REQUEST ▸
Copy out the rows from the line holding "Target: man's arm" through the end of the rows, inclusive, keeping every request, but add 71 to each x and y coordinate in the answers.

Collection rows:
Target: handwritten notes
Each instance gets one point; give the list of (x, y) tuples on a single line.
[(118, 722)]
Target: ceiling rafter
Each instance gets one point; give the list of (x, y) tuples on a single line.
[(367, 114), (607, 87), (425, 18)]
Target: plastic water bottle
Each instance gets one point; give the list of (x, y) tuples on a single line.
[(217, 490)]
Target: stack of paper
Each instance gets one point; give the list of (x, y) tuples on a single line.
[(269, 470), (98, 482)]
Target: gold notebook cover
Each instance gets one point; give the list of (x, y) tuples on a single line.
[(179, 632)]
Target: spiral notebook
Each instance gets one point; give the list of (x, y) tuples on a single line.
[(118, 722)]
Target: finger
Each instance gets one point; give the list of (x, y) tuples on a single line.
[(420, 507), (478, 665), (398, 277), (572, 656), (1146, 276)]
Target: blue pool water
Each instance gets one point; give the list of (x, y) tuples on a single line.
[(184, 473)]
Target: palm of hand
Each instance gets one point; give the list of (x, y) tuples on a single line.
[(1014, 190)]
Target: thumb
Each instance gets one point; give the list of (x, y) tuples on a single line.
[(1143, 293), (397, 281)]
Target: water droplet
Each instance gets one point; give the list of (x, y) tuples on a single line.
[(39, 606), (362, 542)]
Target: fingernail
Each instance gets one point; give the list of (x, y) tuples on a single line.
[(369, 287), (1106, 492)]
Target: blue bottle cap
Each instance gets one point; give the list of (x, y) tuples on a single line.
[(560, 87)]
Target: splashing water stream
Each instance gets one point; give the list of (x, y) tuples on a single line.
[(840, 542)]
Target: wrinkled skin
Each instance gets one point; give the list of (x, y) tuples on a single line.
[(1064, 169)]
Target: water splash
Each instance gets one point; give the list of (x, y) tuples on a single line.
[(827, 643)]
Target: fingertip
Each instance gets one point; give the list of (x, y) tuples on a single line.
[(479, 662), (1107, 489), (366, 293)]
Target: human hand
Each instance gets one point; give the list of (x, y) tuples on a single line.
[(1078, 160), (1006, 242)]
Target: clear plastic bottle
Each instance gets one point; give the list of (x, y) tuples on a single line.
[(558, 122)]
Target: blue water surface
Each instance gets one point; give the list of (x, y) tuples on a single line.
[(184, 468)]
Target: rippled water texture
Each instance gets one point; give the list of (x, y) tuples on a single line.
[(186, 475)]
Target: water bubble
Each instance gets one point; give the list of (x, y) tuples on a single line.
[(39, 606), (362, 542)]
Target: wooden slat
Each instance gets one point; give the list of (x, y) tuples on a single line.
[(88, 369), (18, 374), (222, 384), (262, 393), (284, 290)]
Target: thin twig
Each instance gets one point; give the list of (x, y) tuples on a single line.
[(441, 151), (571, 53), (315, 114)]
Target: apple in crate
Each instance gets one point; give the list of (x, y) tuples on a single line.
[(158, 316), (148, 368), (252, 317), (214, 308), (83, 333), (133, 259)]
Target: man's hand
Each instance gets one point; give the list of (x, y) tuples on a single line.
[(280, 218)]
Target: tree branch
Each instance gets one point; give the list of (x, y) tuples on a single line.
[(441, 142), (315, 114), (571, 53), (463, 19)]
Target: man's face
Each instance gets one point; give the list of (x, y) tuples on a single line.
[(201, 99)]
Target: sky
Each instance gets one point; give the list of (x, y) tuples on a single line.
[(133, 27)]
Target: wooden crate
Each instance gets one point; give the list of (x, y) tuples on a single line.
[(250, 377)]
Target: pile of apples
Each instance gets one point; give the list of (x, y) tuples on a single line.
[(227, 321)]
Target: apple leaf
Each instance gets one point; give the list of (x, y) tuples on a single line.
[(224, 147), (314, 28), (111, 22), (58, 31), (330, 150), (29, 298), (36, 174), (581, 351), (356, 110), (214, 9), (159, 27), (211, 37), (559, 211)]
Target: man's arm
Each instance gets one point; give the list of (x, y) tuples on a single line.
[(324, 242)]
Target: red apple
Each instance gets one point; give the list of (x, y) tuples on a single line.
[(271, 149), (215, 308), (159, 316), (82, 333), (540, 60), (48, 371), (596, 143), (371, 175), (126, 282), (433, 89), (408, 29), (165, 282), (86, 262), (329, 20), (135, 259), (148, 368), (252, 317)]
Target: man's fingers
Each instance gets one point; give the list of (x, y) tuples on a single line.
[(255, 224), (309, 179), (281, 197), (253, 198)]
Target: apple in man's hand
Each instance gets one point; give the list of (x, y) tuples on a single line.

FINAL RESULT ▸
Target: man's arm
Each instance gets one point; give the list of (x, y) tuples on a single line.
[(395, 313)]
Target: red apple
Each instance gets one point; give the list of (x, y) tuples on a single line.
[(342, 220), (286, 379), (230, 387), (153, 404), (611, 131), (119, 442), (667, 214), (442, 246), (197, 353), (504, 160), (479, 100), (236, 353), (157, 333), (400, 91), (206, 330), (219, 439), (323, 388)]
Target: man's fingers
Each instance gets one point; give the list of (x, y) tuples on a single line.
[(326, 295), (380, 250), (352, 268), (324, 269)]
Target: apple in man's hand
Each instance gets one point; give the list of (x, y) tuples on a single line.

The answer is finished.